Gather every line from the entries below that includes "instance".

☆ ☆ ☆ ☆

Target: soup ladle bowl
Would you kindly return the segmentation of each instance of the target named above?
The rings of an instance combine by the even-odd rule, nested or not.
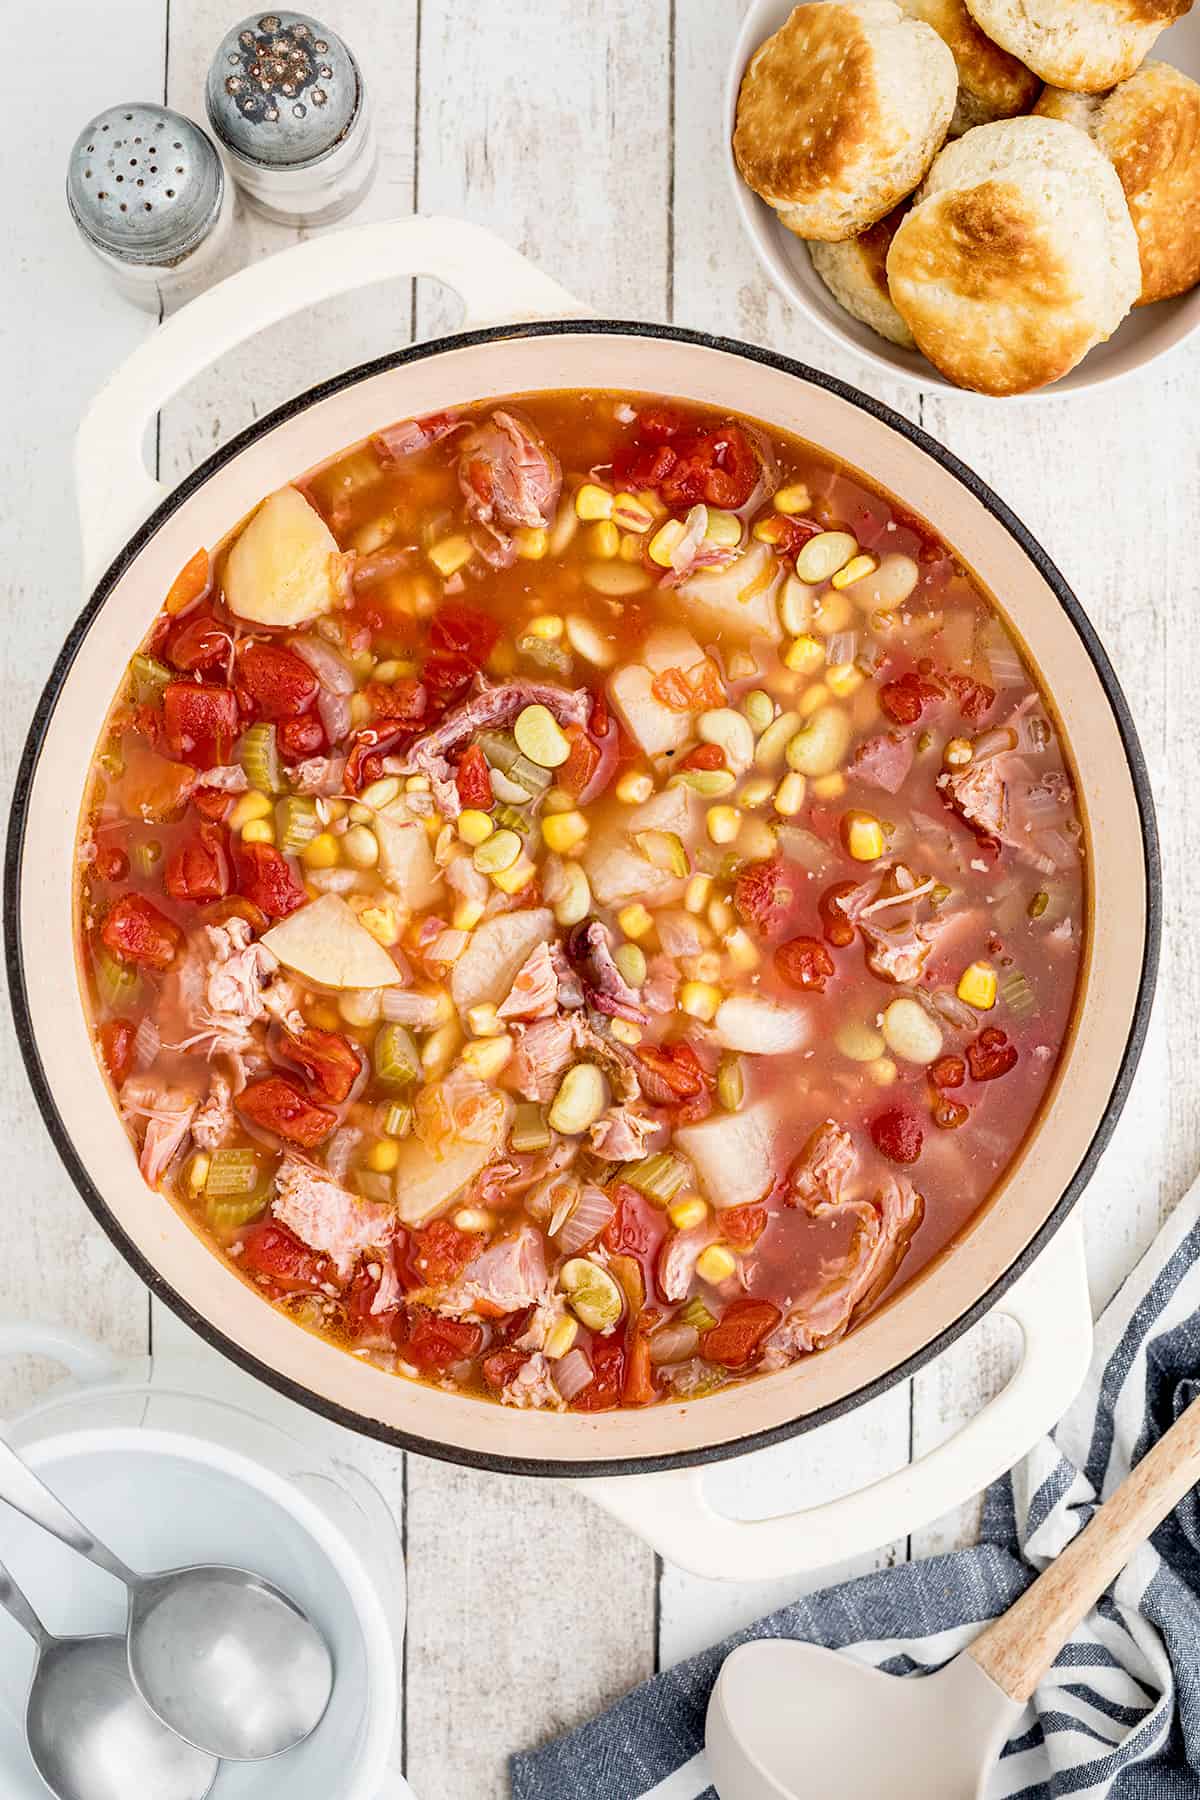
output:
[[[124,1585],[129,1677],[150,1712],[187,1745],[255,1762],[316,1729],[333,1689],[333,1658],[312,1620],[272,1582],[221,1563],[139,1574],[3,1440],[0,1499]],[[163,1794],[174,1800],[173,1789]]]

☆ ☆ ☆ ☆

## Expected answer
Would you kindly return the segmentation of each instance of the target named above?
The rings of an instance combine by the even-odd rule, nested or not.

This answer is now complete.